● **Directive a**
Render the stretch of the listing from the line that contains "Where can the stone column" through the line that contains "<point>200,246</point>" as a numbered list, leaving out blank lines.

Reversing an artic in the semi real world

Im lucky enough that the places i have gone have huge great yards with enough space to spin the artic round so you can always do a good side reverse and more or less put the trailer inline with the bay/slot. So far through being a newbie i havent managed to do that yet so i always need to aim the trailor a little.

Kinda difficult to explain my actions but this is what i try and do.

lets say i am to far over to the left so i need the tail of the trailer to go to the right. I put left hand down/right hand up until the trailer is pointing where i want it to. then i put full right hand down/left hand up to get the cab inline with the trailer. once in line i center the steering wheel and try to push the trailer back in a straight line (more luck than judgement). Once i think i am far enough back i then try and square off the trailer by right hand down/left hand up as quickly as possible ie almost full lock then obviously the opersite amount of lefthand down/right hand up to bring the unit inline with the trailer. I know i am steering in the right direction as the trailer does what i want it to do as far as direction of turn however after all the huffing and puffing and banging and flying coffee cups etc I am back where i bloody started ie .too far over to the left.

As to the flying coffee cups and banging when ever i reverse i always seem to end up with the unit at a steep angle to the trailer then the how lot starts jumping up and down. I was told that its somthing to do with the lift axel being a fixed axel rather than being a steering axel but even when i lifted it it still bangs and thumps.

what the hell am i doing wrong (apart from trying to do this/ being a muppet)

Practise

When you are half way in there, have a shunt and just use minimal steering input. If you`re giving it handfuls, start again.

Franglais:
When you are half way in there, have a shunt and just use minimal steering input. If you`re giving it handfuls, start again.

+1…

Big handfuls equals bigger handfuls to get back what you put in.

Set up is THE most important part of a tight reverse, if there is room, take it.

In some cases, a blindside will be waaaay easier than 99 shunts on your good side. Work smarter not harder.

It is difficult to practice. Smooth confident reversing just comes over time.

What you’re doing wrong is overthinking everything.

Theres a balance to be had between wanting to do things properly/right/without damage and fretting about everything.

Just be aware of too violent movements when the trailer is at 90’ to the tractor, the trailer is at that point literally an oversized Reliant Robin only worse because the fifth wheel at that point is a free moving pivot, a quick search on YT will provide footage of such maneuvers ending in disaster as the whole load starts to shift into the curtain and takes the trailer over with it.

At a 90’ turn the axles (no matter how many above 1 or on the ground and bearing weight) are no longer turning but being dragged across the surface, if the surface is especially grippy you end up with the tyres skidding/jumping/juddering, if you lift off at that point the bend in the tyres can pull you back several yards, same if you’r reversing, if 90’ angle much of the power you apply is tken by bending the tyres, if you lift off and then restart you are having to overcome the pressure of those now bent tyres wanting to drag you forwards.

● **Listing**
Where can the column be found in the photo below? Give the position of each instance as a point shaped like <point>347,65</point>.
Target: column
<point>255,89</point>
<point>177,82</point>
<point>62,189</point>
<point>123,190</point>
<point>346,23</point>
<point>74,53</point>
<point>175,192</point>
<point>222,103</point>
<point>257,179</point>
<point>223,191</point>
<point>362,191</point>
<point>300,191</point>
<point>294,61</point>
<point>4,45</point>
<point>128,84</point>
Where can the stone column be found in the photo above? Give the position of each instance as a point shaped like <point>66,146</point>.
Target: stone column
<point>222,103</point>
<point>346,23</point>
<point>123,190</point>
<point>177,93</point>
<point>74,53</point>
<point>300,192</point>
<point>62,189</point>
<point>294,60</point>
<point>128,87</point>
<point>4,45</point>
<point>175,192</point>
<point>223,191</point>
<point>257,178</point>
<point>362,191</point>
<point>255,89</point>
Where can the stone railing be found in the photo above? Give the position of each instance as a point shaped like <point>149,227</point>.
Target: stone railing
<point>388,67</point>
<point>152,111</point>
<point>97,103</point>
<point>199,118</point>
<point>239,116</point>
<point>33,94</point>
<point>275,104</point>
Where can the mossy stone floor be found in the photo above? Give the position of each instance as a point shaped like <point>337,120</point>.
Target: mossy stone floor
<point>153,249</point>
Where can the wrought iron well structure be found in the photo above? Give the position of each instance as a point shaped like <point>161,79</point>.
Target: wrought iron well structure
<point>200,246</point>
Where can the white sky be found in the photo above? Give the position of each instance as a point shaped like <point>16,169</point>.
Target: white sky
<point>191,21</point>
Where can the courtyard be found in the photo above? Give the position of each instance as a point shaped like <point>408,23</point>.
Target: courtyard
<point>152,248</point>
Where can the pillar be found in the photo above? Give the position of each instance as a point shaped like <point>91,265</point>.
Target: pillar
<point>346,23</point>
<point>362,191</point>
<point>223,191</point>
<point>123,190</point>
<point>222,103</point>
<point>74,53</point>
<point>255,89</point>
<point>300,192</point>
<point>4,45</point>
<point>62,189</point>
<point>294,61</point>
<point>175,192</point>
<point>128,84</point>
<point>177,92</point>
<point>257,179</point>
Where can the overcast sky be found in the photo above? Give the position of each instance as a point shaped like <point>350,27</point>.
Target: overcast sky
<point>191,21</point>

● **Directive b**
Answer these questions about the text on reversing an artic:
(i) What does the text call the most important part of a tight reverse?
(ii) In some cases, what will be far easier than 99 shunts on your good side?
(iii) When the trailer is at 90’ to the tractor, what is it literally, according to the text?

● **Finished answer a**
1. Where can the stone column be found in the photo above? Give the position of each instance as a point shaped like <point>66,146</point>.
2. Target: stone column
3. <point>222,103</point>
4. <point>346,23</point>
5. <point>123,190</point>
6. <point>177,93</point>
7. <point>74,53</point>
8. <point>300,192</point>
9. <point>62,189</point>
10. <point>294,60</point>
11. <point>128,87</point>
12. <point>4,45</point>
13. <point>175,192</point>
14. <point>223,191</point>
15. <point>257,178</point>
16. <point>362,191</point>
17. <point>255,89</point>
18. Where can the stone railing be found in the photo above? Give the position of each instance as a point shaped like <point>149,227</point>.
19. Target: stone railing
20. <point>388,67</point>
21. <point>152,111</point>
22. <point>97,103</point>
23. <point>199,118</point>
24. <point>239,116</point>
25. <point>33,94</point>
26. <point>275,104</point>
27. Where can the mossy stone floor be found in the photo above? Give the position of each instance as a point shaped like <point>337,120</point>.
28. Target: mossy stone floor
29. <point>153,249</point>
30. Where can the wrought iron well structure be found in the photo above? Give the position of each instance as a point shaped like <point>161,79</point>.
31. Target: wrought iron well structure
32. <point>200,246</point>

● **Finished answer b**
(i) Set up.
(ii) A blindside.
(iii) An oversized Reliant Robin, only worse.